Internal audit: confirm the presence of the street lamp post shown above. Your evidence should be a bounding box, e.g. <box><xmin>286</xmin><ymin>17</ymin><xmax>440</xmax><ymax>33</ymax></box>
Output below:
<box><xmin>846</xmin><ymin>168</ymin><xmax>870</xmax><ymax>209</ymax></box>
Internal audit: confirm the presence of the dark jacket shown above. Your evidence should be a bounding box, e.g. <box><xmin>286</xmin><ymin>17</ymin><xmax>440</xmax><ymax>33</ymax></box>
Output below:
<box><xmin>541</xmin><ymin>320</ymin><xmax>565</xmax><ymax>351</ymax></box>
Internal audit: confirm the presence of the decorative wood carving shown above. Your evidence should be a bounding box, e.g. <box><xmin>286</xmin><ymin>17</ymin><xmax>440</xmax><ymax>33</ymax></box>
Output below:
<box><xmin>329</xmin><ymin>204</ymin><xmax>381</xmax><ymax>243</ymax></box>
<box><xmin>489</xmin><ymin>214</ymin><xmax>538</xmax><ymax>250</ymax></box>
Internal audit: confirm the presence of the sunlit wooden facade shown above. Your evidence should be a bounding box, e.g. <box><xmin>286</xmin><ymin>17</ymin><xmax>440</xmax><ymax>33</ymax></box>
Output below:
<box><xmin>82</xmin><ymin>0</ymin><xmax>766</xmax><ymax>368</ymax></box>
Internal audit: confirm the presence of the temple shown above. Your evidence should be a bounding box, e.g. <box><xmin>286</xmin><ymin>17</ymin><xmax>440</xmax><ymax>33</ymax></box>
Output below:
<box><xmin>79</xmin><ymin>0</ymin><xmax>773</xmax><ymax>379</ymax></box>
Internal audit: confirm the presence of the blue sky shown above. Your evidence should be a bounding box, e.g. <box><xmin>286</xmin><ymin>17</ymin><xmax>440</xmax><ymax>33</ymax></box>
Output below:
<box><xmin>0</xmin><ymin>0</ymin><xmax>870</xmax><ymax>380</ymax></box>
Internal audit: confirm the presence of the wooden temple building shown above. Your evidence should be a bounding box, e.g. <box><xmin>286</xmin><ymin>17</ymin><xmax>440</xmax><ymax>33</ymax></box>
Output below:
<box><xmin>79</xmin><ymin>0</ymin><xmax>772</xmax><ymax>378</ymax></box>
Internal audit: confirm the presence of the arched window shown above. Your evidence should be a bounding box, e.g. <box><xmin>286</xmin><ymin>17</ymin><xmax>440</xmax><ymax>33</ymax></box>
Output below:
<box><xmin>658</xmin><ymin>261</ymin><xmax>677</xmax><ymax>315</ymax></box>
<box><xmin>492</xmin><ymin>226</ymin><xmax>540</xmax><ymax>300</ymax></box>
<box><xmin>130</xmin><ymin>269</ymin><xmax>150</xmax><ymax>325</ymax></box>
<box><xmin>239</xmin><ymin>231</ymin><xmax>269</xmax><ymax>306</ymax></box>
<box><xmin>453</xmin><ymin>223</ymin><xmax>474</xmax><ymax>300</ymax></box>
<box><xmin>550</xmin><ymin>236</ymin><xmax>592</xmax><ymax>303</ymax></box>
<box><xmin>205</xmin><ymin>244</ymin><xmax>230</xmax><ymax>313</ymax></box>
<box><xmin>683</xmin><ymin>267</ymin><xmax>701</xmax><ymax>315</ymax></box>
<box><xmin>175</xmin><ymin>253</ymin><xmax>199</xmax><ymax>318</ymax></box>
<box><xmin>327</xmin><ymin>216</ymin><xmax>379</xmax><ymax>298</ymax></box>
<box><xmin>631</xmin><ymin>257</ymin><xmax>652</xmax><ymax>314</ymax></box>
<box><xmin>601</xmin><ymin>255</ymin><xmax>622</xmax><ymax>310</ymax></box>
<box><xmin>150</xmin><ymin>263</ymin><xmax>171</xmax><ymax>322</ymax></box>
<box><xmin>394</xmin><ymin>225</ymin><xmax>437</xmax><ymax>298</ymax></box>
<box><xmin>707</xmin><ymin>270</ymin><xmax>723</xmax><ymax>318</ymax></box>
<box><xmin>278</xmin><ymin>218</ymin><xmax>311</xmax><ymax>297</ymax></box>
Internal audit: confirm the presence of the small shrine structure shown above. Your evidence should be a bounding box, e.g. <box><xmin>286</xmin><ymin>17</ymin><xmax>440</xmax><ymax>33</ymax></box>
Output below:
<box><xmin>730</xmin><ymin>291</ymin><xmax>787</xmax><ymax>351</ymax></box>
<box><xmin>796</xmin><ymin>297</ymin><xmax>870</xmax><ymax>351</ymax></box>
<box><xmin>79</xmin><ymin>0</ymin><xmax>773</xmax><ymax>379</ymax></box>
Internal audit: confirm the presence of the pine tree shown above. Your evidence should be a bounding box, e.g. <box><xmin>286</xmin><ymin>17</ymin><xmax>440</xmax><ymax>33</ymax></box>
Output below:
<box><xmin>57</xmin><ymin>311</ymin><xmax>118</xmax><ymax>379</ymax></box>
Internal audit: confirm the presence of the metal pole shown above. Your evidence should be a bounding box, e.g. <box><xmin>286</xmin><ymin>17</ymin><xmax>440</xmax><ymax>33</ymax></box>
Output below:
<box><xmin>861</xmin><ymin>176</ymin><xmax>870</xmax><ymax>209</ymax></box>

* * *

Starting with the line that contains "Internal audit: confirm the presence of the pine" and going on through the end of the records, copy those lines again, renaming "Internal audit" to "Spot check" and leaving everything else unchanged.

Solution
Spot check: confirm the presence of the pine tree shown above. Your evidence should be a bounding box, e.g. <box><xmin>286</xmin><ymin>17</ymin><xmax>440</xmax><ymax>33</ymax></box>
Output below:
<box><xmin>57</xmin><ymin>311</ymin><xmax>118</xmax><ymax>379</ymax></box>
Spot check: confirm the presence of the metal pole shown above. Your evidence should be a bounding box, e.g. <box><xmin>286</xmin><ymin>17</ymin><xmax>440</xmax><ymax>33</ymax></box>
Output below:
<box><xmin>861</xmin><ymin>176</ymin><xmax>870</xmax><ymax>209</ymax></box>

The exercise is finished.